= Beginning of Section =

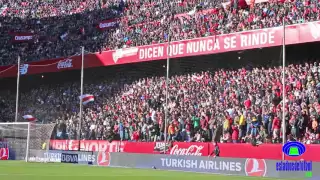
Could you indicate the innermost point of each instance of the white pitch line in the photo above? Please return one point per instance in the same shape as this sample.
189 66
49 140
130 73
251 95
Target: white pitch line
87 175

= End of Section =

Problem requirements:
An exact copy of all the records, free of pictures, is the expected answer.

Answer space:
Could you indicate the innermost point of each instance of the white pitch line in the photo above? Please return one point per instance in the same shape as this sample.
189 66
49 140
130 73
251 95
Target: white pitch line
87 175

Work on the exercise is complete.